Work instructions:
Would you write out all the records again, exactly?
Start of Supplied material
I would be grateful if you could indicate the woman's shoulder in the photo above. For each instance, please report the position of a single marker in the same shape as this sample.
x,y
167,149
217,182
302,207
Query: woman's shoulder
End of Supplied material
Reply:
I would be grateful if you could indicate the woman's shoulder in the photo above. For each instance, please report the position of a single marker in the same shape as this sample.
x,y
167,149
217,182
302,207
Query: woman's shoulder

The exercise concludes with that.